__PROBLEM REQUIREMENTS__:
Copy all of the records below word for word, with nothing changed.

Entries from a pointing dataset:
'''

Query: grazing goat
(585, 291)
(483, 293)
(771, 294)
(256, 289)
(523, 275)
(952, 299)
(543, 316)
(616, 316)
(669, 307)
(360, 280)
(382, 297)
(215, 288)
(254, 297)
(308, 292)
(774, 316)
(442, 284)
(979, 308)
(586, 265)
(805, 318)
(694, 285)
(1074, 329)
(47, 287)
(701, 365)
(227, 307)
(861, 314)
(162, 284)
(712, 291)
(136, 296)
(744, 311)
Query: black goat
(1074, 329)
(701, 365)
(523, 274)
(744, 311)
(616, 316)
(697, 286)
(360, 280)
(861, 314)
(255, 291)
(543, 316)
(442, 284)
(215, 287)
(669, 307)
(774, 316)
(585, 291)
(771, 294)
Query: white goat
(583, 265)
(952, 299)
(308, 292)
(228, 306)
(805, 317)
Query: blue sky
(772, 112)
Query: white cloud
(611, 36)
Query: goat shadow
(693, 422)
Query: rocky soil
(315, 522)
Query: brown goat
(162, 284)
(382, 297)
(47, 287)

'''

__SOLUTION TO THIS TASK__:
Query: grazing goat
(585, 291)
(483, 293)
(771, 294)
(256, 289)
(523, 275)
(952, 299)
(543, 316)
(616, 316)
(669, 307)
(360, 280)
(382, 297)
(215, 288)
(254, 297)
(308, 292)
(774, 316)
(442, 284)
(979, 308)
(586, 265)
(805, 318)
(694, 285)
(1074, 329)
(47, 287)
(701, 365)
(227, 307)
(861, 314)
(162, 284)
(712, 291)
(136, 296)
(744, 311)
Query: black goat
(1074, 329)
(701, 365)
(523, 274)
(744, 311)
(616, 316)
(697, 286)
(360, 280)
(861, 314)
(255, 291)
(543, 316)
(442, 284)
(215, 287)
(669, 307)
(774, 316)
(585, 291)
(771, 294)
Query: white goat
(583, 265)
(952, 299)
(308, 292)
(228, 306)
(805, 317)
Query: blue sky
(772, 112)
Query: white cloud
(611, 36)
Query: goat shadow
(693, 422)
Query: rocky soil
(315, 522)
Query: brown goat
(162, 284)
(382, 297)
(47, 287)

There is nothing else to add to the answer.